#### YOUR TASK:
Output all entries precisely and leave out the pictures.

[Dataset entries]
______

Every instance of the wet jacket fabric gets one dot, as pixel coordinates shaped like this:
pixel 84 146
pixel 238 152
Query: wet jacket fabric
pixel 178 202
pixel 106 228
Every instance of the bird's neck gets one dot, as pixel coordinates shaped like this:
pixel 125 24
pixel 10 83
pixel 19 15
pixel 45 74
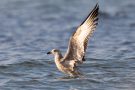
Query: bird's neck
pixel 58 56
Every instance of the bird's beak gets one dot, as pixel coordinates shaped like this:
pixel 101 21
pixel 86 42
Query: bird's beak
pixel 48 53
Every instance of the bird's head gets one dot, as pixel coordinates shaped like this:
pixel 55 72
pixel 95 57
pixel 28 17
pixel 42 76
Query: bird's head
pixel 54 51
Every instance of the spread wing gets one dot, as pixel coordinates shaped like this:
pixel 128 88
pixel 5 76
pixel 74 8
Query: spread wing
pixel 79 40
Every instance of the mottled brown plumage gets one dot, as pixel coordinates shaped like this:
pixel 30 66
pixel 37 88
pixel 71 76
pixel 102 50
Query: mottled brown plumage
pixel 77 45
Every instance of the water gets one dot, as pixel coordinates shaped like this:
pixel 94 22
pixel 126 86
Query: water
pixel 30 28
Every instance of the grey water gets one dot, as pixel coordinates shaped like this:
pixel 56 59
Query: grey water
pixel 30 28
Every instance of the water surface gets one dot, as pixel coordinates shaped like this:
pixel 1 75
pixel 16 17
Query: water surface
pixel 30 28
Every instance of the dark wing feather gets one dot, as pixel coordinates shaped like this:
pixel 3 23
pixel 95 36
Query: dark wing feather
pixel 79 40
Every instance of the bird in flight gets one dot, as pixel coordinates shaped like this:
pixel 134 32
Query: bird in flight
pixel 75 54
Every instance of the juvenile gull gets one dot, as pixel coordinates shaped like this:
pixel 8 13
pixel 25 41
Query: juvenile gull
pixel 77 46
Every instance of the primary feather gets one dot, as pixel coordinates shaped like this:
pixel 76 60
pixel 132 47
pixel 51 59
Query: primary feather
pixel 79 40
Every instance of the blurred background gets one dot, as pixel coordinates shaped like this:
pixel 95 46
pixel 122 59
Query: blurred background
pixel 30 28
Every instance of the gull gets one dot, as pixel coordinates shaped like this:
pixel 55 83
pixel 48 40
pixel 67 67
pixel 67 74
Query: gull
pixel 78 42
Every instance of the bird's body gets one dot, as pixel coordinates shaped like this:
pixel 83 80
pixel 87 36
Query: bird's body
pixel 77 46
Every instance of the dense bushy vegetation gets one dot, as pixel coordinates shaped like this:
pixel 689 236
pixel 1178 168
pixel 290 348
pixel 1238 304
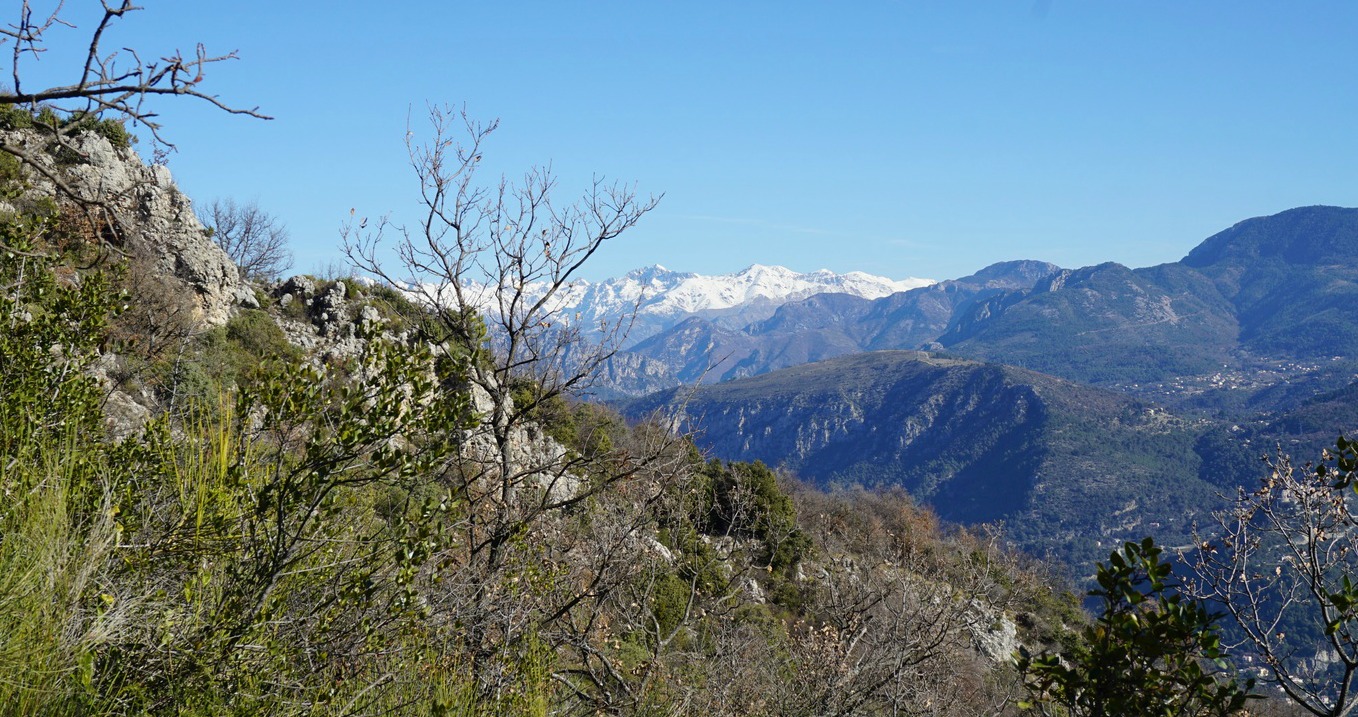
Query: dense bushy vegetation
pixel 308 538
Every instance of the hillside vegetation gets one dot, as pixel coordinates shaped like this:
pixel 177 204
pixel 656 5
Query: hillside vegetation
pixel 302 511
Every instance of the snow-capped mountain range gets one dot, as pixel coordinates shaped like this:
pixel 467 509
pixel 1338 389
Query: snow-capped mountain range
pixel 663 298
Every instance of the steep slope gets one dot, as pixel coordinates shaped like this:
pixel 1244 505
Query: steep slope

______

#### TASK SOLUTION:
Every instance of the wet jacket fabric gets one dot, as pixel coordinates shaped like this:
pixel 84 146
pixel 238 152
Query: wet jacket fabric
pixel 178 202
pixel 106 228
Every instance of the bird's neck gets one dot, as pixel coordinates shaped like this:
pixel 125 24
pixel 10 83
pixel 19 15
pixel 45 74
Query: bird's neck
pixel 58 56
Every instance of the bird's beak gets one dot, as pixel coordinates shaped like this:
pixel 101 21
pixel 86 42
Query: bird's beak
pixel 48 53
Every instance of the bird's head gets one dot, as pixel coordinates shaped like this:
pixel 55 72
pixel 95 57
pixel 28 17
pixel 42 76
Query: bird's head
pixel 54 51
Every instance of the spread wing gets one dot, as pixel coordinates shaped like this:
pixel 128 88
pixel 5 76
pixel 74 8
Query: spread wing
pixel 79 40
Every instance of the mottled brown plumage gets one dot, as pixel coordinates shaped like this:
pixel 30 66
pixel 37 88
pixel 71 76
pixel 102 50
Query: mottled brown plumage
pixel 77 45
Every instance of the water gets one dot, as pixel coordinates shaped like this:
pixel 94 22
pixel 126 86
Query: water
pixel 30 28
Every instance of the grey water gets one dot, as pixel coordinates shaped like this:
pixel 56 59
Query: grey water
pixel 30 28
Every instance of the water surface gets one dot, as pixel coordinates shaped like this:
pixel 1 75
pixel 16 17
Query: water surface
pixel 30 28
Every instance of the dark wing feather gets one dot, as pixel coordinates shaped like this:
pixel 3 23
pixel 95 36
Query: dark wing feather
pixel 79 40
Every instance of the bird in flight gets one dot, as pixel coordinates shaped like this:
pixel 134 32
Query: bird in flight
pixel 75 54
Every instance of the juvenile gull gets one dot, as pixel coordinates shaped like this:
pixel 8 13
pixel 25 41
Query: juvenile gull
pixel 77 46
Every instance of the primary feather gets one dot, as pixel coordinates shaped like this:
pixel 76 60
pixel 132 47
pixel 51 59
Query: primary feather
pixel 79 40
Every instance of the blurred background gets one dot, as pixel coordinates shaped like this:
pixel 95 46
pixel 122 59
Query: blurred background
pixel 30 28
Every instance of the gull gets one dot, as pixel coordinates shaped like this:
pixel 55 83
pixel 48 40
pixel 67 67
pixel 67 74
Query: gull
pixel 78 42
Every instance of the bird's body gets one dot, as pixel coordinates shaped like this:
pixel 83 80
pixel 87 36
Query: bird's body
pixel 77 46
Every instance of the dense bushy vegetation gets one dot, as pixel coordinates shaped like this:
pixel 689 236
pixel 1178 168
pixel 290 348
pixel 1238 304
Query: dense bushy vegetation
pixel 308 538
Every instance of the hillside vegetation gets one dot, as pixel coordinates shaped like this:
pixel 177 204
pixel 656 5
Query: hillside vegetation
pixel 302 511
Every instance of the snow-capped mountain range gets one dot, as pixel coordinates shaped like this:
pixel 467 509
pixel 1338 389
Query: snow-capped mountain range
pixel 663 298
Every instance of the steep slope gets one dot, as pixel coordinates shaped like this:
pixel 1244 505
Query: steep slope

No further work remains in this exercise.